**Instructions for the task**
Write out every record in full, keeping each character exactly as it is.

**Recorded data**
-=-=-=-=-
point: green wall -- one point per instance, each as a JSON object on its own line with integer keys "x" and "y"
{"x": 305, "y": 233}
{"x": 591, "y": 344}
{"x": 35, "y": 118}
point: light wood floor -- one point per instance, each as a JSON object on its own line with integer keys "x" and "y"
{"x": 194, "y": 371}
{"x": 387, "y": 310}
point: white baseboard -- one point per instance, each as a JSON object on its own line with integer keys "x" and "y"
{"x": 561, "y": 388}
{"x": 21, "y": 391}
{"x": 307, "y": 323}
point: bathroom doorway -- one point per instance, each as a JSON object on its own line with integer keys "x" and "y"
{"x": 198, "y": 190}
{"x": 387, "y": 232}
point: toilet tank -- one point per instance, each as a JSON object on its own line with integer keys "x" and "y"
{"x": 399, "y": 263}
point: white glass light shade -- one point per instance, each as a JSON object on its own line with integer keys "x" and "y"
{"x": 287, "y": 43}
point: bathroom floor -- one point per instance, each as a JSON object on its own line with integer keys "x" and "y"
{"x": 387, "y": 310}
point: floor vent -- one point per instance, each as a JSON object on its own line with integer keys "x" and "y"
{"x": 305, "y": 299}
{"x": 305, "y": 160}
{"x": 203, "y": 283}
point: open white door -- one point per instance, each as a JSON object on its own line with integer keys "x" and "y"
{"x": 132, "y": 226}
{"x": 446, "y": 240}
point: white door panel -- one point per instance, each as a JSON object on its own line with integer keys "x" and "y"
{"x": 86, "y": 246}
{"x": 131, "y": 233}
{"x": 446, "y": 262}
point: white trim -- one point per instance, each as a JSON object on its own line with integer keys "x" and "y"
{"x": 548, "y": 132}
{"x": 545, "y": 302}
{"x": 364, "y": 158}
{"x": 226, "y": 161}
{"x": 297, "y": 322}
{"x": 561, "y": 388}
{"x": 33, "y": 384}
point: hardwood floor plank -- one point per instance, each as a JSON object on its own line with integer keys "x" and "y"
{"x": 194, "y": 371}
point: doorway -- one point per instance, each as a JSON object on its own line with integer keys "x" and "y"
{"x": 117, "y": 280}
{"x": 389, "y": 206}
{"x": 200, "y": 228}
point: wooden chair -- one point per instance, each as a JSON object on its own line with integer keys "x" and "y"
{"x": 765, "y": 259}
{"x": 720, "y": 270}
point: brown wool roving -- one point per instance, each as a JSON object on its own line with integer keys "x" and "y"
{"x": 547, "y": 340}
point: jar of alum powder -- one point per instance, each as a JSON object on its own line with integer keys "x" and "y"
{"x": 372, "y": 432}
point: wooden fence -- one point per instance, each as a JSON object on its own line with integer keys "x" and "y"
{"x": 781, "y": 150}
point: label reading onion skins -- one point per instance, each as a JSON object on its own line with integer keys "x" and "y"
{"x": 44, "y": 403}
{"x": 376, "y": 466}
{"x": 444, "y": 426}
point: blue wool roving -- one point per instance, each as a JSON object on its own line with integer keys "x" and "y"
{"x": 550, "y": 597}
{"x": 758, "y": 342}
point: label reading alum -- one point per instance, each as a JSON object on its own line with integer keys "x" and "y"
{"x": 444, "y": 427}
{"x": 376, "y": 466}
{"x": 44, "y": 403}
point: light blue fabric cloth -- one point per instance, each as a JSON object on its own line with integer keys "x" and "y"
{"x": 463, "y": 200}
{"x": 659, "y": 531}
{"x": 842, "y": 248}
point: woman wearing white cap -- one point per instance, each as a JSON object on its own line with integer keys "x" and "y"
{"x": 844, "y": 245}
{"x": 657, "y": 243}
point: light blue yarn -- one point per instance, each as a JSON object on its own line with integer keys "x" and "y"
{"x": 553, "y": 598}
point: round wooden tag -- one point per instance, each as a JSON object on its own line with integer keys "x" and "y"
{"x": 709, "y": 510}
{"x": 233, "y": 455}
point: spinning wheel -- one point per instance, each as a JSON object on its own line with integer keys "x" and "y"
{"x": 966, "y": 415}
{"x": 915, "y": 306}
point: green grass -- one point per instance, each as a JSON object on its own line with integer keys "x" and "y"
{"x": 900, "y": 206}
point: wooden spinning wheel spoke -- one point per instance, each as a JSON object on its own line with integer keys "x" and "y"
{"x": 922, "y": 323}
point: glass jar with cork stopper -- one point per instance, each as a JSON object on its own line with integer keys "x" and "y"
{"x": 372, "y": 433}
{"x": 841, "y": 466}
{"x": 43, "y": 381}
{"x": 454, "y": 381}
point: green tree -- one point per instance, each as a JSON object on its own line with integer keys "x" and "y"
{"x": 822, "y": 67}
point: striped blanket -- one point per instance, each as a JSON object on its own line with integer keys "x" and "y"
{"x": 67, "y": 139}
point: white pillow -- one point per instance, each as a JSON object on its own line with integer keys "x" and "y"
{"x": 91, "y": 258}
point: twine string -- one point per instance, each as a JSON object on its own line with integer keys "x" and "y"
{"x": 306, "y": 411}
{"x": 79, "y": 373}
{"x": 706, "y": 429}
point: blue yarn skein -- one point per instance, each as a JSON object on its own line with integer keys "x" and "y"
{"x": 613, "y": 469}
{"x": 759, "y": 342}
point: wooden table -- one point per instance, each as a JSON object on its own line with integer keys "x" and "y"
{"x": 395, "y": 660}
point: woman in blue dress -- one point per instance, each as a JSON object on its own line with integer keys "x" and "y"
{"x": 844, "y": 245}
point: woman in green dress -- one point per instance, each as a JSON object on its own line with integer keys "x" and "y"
-=-=-=-=-
**Solved exercise**
point: green wall -- one point per instance, each as a JSON object on its own line with integer keys "x" and "y"
{"x": 305, "y": 233}
{"x": 591, "y": 344}
{"x": 35, "y": 118}
point: light wood floor -- one point per instance, each as a JSON object on its own line with integer keys "x" and "y"
{"x": 194, "y": 371}
{"x": 387, "y": 310}
point: white baseboard -- one point per instance, each as a JSON object on its own line with integer keys "x" and "y"
{"x": 561, "y": 388}
{"x": 21, "y": 391}
{"x": 307, "y": 323}
point: bathroom doorway -- one point per instance, each as a JSON object on its own line with integer keys "x" and "y"
{"x": 198, "y": 190}
{"x": 387, "y": 232}
point: toilet tank -- one point per instance, each as a JSON object on its own line with integer keys "x" and "y"
{"x": 399, "y": 263}
point: white glass light shade -- one point per instance, each as a JSON object on its own line with integer keys "x" and "y"
{"x": 287, "y": 43}
point: bathroom floor -- one point per instance, each as a JSON object on its own line with integer keys "x" and "y"
{"x": 387, "y": 310}
point: floor vent -- one point per instance, each as a JSON object on its own line with integer keys "x" and "y"
{"x": 305, "y": 299}
{"x": 305, "y": 160}
{"x": 203, "y": 283}
point: open white door -- one point per instance, each as a JSON object on its own line with integer keys "x" and "y"
{"x": 132, "y": 226}
{"x": 446, "y": 240}
point: white door panel -- one point per instance, each as a JSON object on its own line with integer keys "x" and "y"
{"x": 86, "y": 246}
{"x": 131, "y": 233}
{"x": 446, "y": 262}
point: white trim -- one point per instance, each as a JSON object on its own line with integer keys "x" and "y"
{"x": 548, "y": 132}
{"x": 545, "y": 302}
{"x": 364, "y": 158}
{"x": 226, "y": 161}
{"x": 297, "y": 322}
{"x": 561, "y": 388}
{"x": 33, "y": 384}
point: hardwood floor plank -- one point per instance, each as a JSON object on its own line with integer keys "x" and "y"
{"x": 194, "y": 371}
point: doorway -- one point per instance, each as a JSON object on its own line with integer keys "x" and "y"
{"x": 117, "y": 280}
{"x": 389, "y": 206}
{"x": 200, "y": 228}
point: wooden chair -- one point per instance, each as a JSON object on its own line with integer keys "x" and "y"
{"x": 765, "y": 259}
{"x": 720, "y": 270}
point: brown wool roving -- one point per instance, each as a JSON object on its own line with integer keys "x" and "y"
{"x": 547, "y": 340}
point: jar of alum powder -- one point per instance, each as a JSON object on its own line with integer keys "x" and "y"
{"x": 372, "y": 432}
point: wooden fence -- one point per instance, each as a JSON object on its own line with integer keys "x" and "y"
{"x": 781, "y": 150}
point: label reading onion skins -- one point per instance, each as a JSON object on its own line with integer keys "x" and "y"
{"x": 44, "y": 403}
{"x": 376, "y": 466}
{"x": 444, "y": 426}
point: blue wool roving -- one point per instance, each as a JSON object on its own line with integer keys "x" and "y"
{"x": 550, "y": 597}
{"x": 758, "y": 342}
point: label reading alum -- one point per instance, each as a JSON object on its own line with integer keys "x" and "y"
{"x": 444, "y": 427}
{"x": 376, "y": 466}
{"x": 44, "y": 403}
point: light blue fabric cloth -- one point per instance, each as a JSON object on its own line with integer keys "x" and "y"
{"x": 463, "y": 200}
{"x": 659, "y": 531}
{"x": 842, "y": 248}
point: woman wearing white cap -- one point per instance, each as a JSON object on its own line with integer keys "x" and "y"
{"x": 844, "y": 245}
{"x": 657, "y": 243}
point: light blue yarn -- one point per instance, each as a JSON object on its own line with integer keys "x" and "y"
{"x": 553, "y": 598}
point: round wooden tag -- one point per instance, each as a JSON object on its own line with integer keys "x" and "y"
{"x": 709, "y": 510}
{"x": 233, "y": 455}
point: spinning wheel -- one point per instance, each as a JSON object on its own line with integer keys "x" and "y"
{"x": 966, "y": 415}
{"x": 915, "y": 306}
point: green grass -- one point per instance, each as a JSON object on its own line with integer keys "x" and "y"
{"x": 900, "y": 206}
point: wooden spinning wheel spoke -- one point per instance, each as a JSON object on its own line with integer keys "x" and "y"
{"x": 922, "y": 323}
point: glass jar with cork stopper -- one point per instance, each as a JSON object on its own line with integer keys "x" and "y"
{"x": 372, "y": 433}
{"x": 841, "y": 466}
{"x": 43, "y": 381}
{"x": 454, "y": 381}
point: green tree -- one point per instance, each as a JSON object on its own line with integer keys "x" and "y"
{"x": 822, "y": 67}
point: striped blanket -- one point per instance, each as a JSON object on its own line with integer keys "x" and "y"
{"x": 67, "y": 139}
point: white pillow -- one point per instance, each as a JSON object on its own line with integer keys "x" and "y"
{"x": 91, "y": 258}
point: twine string -- one point per instance, each as a JSON object on its own line with integer keys "x" and "y"
{"x": 306, "y": 411}
{"x": 79, "y": 373}
{"x": 706, "y": 429}
point: blue yarn skein -- one point per instance, each as a JSON object on its own line with integer keys "x" and "y"
{"x": 613, "y": 469}
{"x": 759, "y": 342}
point: wooden table -- one point per instance, each as a JSON object on its own line with integer keys "x" and "y"
{"x": 395, "y": 660}
point: woman in blue dress -- one point per instance, each as a JSON object on its own line with integer keys "x" and "y"
{"x": 844, "y": 245}
point: woman in green dress -- one point per instance, each as a JSON object on its own line with integer keys "x" and "y"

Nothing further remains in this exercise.